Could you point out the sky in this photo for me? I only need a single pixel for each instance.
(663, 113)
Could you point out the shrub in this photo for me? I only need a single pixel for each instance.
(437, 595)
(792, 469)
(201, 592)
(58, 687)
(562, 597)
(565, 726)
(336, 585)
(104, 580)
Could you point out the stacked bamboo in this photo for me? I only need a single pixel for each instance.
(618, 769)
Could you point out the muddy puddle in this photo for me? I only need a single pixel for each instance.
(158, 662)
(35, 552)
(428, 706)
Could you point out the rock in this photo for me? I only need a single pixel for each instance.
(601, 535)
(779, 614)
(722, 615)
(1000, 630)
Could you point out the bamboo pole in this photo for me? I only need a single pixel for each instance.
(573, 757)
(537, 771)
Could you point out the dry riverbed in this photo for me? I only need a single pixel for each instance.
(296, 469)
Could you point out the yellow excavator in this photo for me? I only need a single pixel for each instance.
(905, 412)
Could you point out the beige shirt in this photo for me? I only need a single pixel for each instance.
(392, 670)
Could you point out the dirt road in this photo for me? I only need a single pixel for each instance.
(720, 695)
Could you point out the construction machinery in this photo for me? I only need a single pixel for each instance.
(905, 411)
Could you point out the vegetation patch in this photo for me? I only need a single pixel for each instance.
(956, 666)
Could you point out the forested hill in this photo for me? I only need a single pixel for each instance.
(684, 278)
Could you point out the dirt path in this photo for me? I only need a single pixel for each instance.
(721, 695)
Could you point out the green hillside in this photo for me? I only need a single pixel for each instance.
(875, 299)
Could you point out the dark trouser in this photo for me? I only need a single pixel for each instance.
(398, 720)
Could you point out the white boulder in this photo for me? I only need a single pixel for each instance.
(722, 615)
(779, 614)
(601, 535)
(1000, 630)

• • • • • • •

_Task brief_
Only the lines from the one containing "Could you point out the stacked" through the last line of the records should appear, each written out exactly.

_Response_
Could you point out the stacked bamboo in this photo for me? I only need a single pixel for each instance.
(618, 769)
Could you point out the muddy puddle in this photo for me? I only need a single pixel for each instance.
(158, 662)
(35, 552)
(428, 706)
Could you point out the rock in this photo for me? I only need a single pixel for each instance.
(601, 535)
(779, 614)
(722, 615)
(1000, 630)
Could you point out the bamboo pole in this photo for me? I only need a single pixel for each instance.
(573, 757)
(537, 771)
Could you point out the dry riverbed in this photo for me? I only need a single pixel for each instance.
(296, 469)
Could you point out the yellow excavator in this photo for me? I only need a single pixel for each instance.
(905, 412)
Could you point out the beige shirt in this photo for me? I only need a single pixel for each instance.
(392, 670)
Could you point out the dirt road in this photo for me? I only need a single pixel for each instance.
(720, 695)
Could you point out the construction machinery in this photo for me? I only need a single pixel for each instance.
(905, 411)
Could you point out the vegetation patch in this photo for me? I only need a single pixel for each instance.
(956, 666)
Could you point out the forested hill in this photo for me? I only need a single pixel for each instance.
(684, 278)
Could you point out the dirt path in this photo for me? I only need a single pixel for each instance.
(721, 695)
Could you point out the green hillside in this photo for me? I only need a single pixel for each instance.
(875, 299)
Could you point out the dark trouser in this photo for me? I only need a single pixel for each instance.
(398, 720)
Could you point out the white boulder in this photo for me? I only need a single pixel for each instance.
(722, 615)
(779, 614)
(601, 535)
(1000, 630)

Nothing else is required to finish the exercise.